Aufgabe:
Übertrage nur die Einträge ab der Zeile mit „of the yellow“ bis einschließlich der Zeile mit „(1443, 157)“ in eine CSV mit den Spalten „anweisung“ und „antwort“. Lege je Eintrag eine Zeile an, setze jedes Feld in Anführungszeichen und ersetze Zeilenumbrüche durch Leerzeichen.
───── Ausgangsmaterial
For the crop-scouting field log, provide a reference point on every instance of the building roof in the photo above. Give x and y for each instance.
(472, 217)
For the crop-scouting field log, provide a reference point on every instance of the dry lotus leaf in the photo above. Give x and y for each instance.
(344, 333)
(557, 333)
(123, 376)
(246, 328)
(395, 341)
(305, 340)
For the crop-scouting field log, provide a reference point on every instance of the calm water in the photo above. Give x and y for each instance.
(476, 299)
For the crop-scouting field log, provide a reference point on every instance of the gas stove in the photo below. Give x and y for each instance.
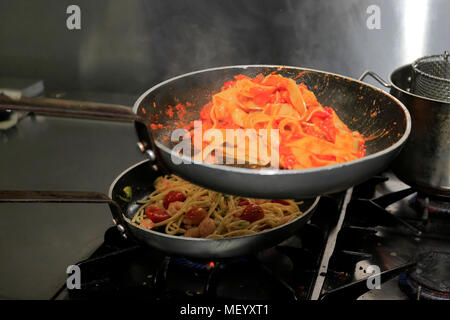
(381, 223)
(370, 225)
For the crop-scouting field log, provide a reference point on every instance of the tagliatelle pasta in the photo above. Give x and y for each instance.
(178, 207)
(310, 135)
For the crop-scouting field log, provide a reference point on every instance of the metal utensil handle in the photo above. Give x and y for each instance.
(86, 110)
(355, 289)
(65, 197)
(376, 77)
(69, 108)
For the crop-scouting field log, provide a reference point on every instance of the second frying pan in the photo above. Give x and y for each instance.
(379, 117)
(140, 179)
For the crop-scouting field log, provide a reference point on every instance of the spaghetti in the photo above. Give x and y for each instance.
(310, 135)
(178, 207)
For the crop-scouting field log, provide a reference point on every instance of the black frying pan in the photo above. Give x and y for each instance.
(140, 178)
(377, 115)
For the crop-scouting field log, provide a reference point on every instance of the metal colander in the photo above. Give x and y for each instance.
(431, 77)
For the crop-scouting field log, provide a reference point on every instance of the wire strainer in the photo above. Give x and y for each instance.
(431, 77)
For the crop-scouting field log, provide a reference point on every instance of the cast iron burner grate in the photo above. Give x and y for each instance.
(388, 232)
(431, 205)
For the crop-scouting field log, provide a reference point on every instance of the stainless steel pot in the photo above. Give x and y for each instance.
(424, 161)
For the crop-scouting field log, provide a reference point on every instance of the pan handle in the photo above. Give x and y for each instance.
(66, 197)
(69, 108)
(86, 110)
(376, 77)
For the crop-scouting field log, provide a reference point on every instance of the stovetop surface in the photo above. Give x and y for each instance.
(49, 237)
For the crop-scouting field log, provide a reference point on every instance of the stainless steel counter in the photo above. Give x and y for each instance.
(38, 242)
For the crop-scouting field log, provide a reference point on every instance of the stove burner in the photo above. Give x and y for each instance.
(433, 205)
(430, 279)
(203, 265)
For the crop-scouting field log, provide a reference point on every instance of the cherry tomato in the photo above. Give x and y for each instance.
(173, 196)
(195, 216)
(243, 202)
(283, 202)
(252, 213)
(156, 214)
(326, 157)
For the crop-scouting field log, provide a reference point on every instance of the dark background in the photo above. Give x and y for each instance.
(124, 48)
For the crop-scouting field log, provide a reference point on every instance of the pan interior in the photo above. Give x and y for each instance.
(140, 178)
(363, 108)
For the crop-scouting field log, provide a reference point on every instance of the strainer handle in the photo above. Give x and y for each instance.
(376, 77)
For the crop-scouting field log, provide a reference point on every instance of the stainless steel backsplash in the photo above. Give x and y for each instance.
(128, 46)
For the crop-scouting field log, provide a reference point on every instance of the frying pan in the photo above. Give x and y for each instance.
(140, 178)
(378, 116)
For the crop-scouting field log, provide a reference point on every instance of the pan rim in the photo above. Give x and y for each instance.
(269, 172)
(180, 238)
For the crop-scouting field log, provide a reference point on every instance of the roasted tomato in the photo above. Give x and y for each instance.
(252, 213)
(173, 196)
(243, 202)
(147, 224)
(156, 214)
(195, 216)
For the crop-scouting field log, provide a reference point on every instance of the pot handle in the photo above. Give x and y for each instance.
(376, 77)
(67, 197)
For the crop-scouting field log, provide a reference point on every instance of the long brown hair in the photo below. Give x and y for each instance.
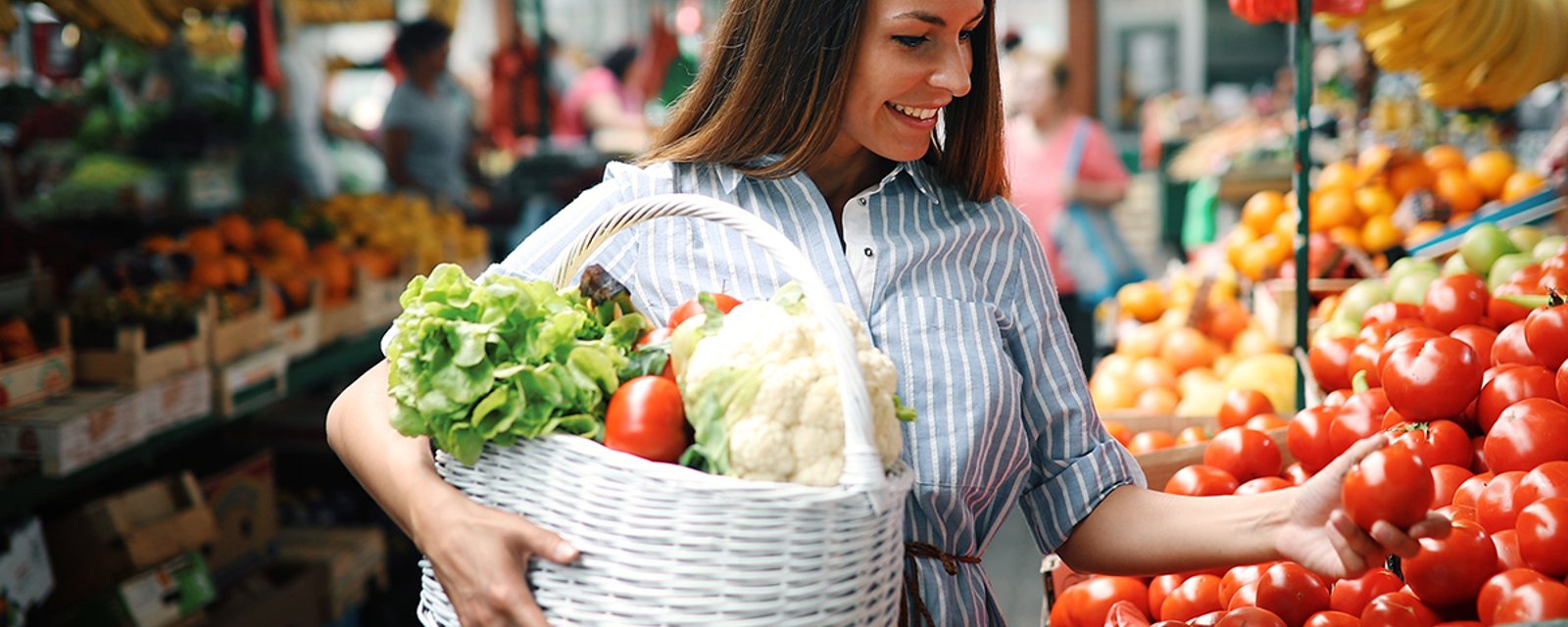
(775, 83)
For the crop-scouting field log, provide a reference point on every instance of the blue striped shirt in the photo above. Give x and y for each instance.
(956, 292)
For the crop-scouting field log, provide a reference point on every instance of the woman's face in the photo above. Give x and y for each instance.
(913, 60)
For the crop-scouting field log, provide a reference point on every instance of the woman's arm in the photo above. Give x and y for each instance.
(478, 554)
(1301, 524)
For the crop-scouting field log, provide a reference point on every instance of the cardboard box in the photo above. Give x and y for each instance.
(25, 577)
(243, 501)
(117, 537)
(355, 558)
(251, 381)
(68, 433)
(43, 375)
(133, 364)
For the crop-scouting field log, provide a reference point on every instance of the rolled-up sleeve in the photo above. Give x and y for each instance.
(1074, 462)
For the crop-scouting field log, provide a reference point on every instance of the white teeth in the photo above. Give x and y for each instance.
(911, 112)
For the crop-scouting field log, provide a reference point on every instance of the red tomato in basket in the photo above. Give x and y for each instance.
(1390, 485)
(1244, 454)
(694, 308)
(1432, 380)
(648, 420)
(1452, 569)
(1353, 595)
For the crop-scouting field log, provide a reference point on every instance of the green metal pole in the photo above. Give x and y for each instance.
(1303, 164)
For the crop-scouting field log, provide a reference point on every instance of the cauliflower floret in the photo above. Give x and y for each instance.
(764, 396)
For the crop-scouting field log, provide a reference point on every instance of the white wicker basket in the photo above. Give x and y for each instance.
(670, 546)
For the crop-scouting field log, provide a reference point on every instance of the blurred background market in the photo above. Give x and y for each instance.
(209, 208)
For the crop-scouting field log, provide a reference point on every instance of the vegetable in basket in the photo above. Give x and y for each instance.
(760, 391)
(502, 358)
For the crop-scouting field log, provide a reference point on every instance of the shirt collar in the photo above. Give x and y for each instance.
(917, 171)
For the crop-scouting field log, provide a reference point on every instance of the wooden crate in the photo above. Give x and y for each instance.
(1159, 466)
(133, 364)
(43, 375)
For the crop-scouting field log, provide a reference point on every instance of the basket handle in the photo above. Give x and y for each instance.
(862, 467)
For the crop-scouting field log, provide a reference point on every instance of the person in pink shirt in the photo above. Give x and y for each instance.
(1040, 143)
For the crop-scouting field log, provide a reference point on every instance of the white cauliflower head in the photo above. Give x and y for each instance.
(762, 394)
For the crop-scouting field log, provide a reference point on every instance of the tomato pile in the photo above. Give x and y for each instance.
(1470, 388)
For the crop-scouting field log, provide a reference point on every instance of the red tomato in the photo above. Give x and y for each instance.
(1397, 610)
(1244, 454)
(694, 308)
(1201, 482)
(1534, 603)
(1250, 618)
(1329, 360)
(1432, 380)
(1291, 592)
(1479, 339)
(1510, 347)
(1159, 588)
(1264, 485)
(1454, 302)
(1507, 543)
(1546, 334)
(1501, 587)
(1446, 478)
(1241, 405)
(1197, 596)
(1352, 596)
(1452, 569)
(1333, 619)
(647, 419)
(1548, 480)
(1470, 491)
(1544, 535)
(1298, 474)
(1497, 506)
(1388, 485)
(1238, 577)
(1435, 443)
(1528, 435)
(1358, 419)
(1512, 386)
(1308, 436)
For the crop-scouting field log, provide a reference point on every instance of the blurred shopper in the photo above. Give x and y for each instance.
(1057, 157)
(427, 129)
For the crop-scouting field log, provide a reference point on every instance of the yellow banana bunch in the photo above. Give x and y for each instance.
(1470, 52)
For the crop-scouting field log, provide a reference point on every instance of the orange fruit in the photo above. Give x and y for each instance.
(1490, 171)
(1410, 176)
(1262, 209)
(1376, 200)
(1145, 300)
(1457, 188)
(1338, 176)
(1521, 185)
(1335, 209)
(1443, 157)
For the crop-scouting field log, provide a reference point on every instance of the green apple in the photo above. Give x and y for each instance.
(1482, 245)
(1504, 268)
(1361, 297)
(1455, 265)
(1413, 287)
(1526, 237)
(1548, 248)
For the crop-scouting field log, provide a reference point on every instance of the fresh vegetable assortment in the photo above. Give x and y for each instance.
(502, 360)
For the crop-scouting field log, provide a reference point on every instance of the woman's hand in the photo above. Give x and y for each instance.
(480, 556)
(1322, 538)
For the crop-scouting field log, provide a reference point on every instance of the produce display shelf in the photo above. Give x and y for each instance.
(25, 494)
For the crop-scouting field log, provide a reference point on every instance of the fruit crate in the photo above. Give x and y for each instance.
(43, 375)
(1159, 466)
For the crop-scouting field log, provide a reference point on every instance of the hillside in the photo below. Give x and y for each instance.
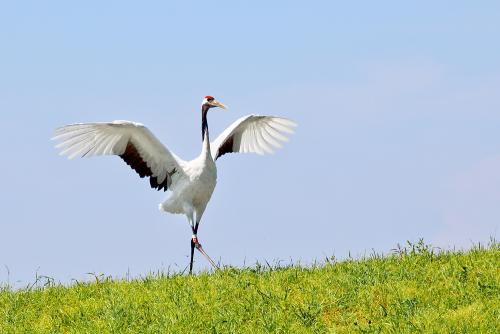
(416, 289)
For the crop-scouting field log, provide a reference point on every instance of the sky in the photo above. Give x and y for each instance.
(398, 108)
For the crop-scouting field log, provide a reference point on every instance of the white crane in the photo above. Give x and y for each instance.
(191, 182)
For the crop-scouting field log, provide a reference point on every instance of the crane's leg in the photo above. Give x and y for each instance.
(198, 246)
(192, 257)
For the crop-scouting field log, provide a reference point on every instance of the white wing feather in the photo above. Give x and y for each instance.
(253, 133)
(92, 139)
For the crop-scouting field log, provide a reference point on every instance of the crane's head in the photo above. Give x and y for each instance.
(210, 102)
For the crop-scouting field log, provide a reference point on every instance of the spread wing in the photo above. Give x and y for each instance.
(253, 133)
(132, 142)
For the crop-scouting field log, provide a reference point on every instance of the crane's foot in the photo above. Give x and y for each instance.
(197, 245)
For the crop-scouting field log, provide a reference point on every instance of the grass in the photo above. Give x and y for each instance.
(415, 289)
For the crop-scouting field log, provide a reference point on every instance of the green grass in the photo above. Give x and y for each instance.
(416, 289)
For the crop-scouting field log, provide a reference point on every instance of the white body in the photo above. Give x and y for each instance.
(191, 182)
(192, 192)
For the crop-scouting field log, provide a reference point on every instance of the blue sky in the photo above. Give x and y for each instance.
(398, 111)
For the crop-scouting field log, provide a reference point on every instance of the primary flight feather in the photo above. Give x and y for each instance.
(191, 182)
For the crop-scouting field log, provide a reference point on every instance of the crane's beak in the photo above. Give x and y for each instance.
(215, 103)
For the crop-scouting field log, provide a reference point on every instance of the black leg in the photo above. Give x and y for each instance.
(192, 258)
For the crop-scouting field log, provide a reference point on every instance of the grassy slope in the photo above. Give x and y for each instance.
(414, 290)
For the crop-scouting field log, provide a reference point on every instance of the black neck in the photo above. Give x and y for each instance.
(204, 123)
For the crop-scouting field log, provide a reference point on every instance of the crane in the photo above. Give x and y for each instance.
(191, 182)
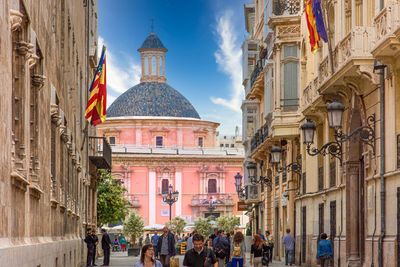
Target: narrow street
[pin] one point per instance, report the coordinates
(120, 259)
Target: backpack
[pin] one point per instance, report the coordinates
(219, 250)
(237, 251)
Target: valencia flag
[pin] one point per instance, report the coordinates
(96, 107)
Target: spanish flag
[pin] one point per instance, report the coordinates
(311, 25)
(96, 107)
──────────
Vollständige Ausgabe:
anweisung,antwort
"For the crop-scouting field log, provide a reference point on every instance of the yellow banana bunch in the photo above. Give x and y for each instance.","(1470, 52)"
"For the crop-scouting field log, provide a reference point on every instance of the orange fruit in the photo above. Give x and y for each instance.","(1490, 171) (1410, 176) (1262, 209) (1376, 200) (1145, 300) (1457, 188) (1338, 176) (1521, 185) (1335, 209) (1443, 157)"